____ Trecho de origem

Folha de S. Paulo
Disparada de preços de alimentos medida
pela FAO é recorde e balança política
O preço de carnes,
grãos, derivados de leite, óleos e açúcar não era tão alto faz pelo
menos 32 anos, segundo as contas da FAO, a Organização das Nações Unidas para a
Alimentação e a Agricultura. Altos em termos reais, descontadas outras
inflações da economia mundial.
A inflação americana, da gasolina em
particular, ajuda a derrubar a popularidade do presidente Joe
Biden. Os preços para o consumidor americano aumentaram
8,5% em março (na comparação com março do ano passado), ritmo mais
veloz em mais de 40 anos. A comida em casa ("groceries") aumentou
10%.
Na França, os preços subiram menos, 4,5%. Mas foram o tema das semanas finais da campanha eleitoral, o que ajudou a colocar Marine Le Pen nos calcanhares do presidente Emmanuel Macron. A candidata da extrema direita promete cortar impostos sobre consumo de bens do dia a dia. Na Europa do euro, a inflação anual está em 7,5%. No Brasil, em 11,3%.

________
____ Dados fornecidos

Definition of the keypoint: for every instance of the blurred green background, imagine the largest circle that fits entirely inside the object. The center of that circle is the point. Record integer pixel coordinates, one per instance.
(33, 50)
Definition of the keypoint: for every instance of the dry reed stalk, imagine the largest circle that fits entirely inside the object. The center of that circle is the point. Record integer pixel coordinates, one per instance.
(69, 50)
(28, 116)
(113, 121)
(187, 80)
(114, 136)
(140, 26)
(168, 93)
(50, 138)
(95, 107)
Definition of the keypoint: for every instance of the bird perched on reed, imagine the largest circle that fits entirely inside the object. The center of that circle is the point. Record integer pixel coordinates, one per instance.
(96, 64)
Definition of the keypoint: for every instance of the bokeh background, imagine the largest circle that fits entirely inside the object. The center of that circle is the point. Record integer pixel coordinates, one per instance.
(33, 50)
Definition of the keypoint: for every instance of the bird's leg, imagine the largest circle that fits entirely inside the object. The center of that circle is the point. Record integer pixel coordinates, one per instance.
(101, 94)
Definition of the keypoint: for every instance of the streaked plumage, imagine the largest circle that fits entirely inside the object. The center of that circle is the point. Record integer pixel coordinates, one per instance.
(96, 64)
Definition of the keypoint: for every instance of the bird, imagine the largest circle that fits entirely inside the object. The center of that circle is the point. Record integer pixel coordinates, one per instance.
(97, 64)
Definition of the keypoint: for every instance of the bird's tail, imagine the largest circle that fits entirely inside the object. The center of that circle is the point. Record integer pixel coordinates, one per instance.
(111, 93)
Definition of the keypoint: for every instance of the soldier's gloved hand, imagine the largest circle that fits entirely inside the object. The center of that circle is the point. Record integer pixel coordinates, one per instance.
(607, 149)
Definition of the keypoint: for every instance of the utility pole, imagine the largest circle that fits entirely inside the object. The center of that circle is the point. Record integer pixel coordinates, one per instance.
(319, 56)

________

#### [Tarefas a realizar]
(a) Responda, com base no trecho sobre a alta dos preços de alimentos:
(i) Há pelo menos quantos anos, segundo as contas da FAO, esses preços não eram tão altos?
(ii) De quanto foi o aumento dos preços ao consumidor americano em março, na comparação com março do ano anterior?
(iii) Qual é a inflação anual registrada no Brasil?
(b) Prossiga a redação do trecho sobre a alta dos preços de alimentos, começando após a última frase apresentada.
As linhas são material independente do trecho sobre a alta dos preços de alimentos.

#### [Respostas redigidas]
(a)
(i) Há pelo menos 32 anos.
(ii) 8,5%.
(iii) 11,3%.

(b)
Haverá refresco, para preços da comida ou
da inflação em geral? O chute depende do que vai acontecer com a guerra na
Ucrânia, com os problemas de produção da indústria mundial ou com a
epidemia, em particular na China. Surtos de Covid fazem os chineses fecharem
fábricas, portos ou regiões inteiras, tumultuando ainda mais o abastecimento da
globalização cada vez mais avacalhada.
Na observação mais banal, os números das
bolsas e das cotações internacionais, vê-se que o barril
do petróleo deu uma acalmada em degrau muito alto, desde março (alta
de cerca de 35% no ano). Em abril, os grãos continuaram a encarecer. No ano, é
terrível ainda a carestia de trigo (43%), milho (31%) e soja (26%). Carnes e
açúcar deram uma acalmada.
Nesses patamares, porém, preços tão
essenciais como os de energia e comida já comeram o poder de compra de pobres e
remediados do mundo, "classe média" europeia e americana inclusive.
Não haverá baixa de preços ou alta de salários tão cedo. Há risco de tumulto
social e político —sim, temos peste, guerra e inflação.
Em um ano, o
índice de preços da FAO aumentou 33,6%. Na virada de 2010 para 2011, subia
a cerca de 30% ao ano. Foi quando começaram as revoltas sociais e políticas
chamadas de "Primavera Árabe". Dizer que foram causadas pela carestia
da comida é exagero, mas não muito (alta ainda maior de preços, em 2008, não
chegou a causar revoluções).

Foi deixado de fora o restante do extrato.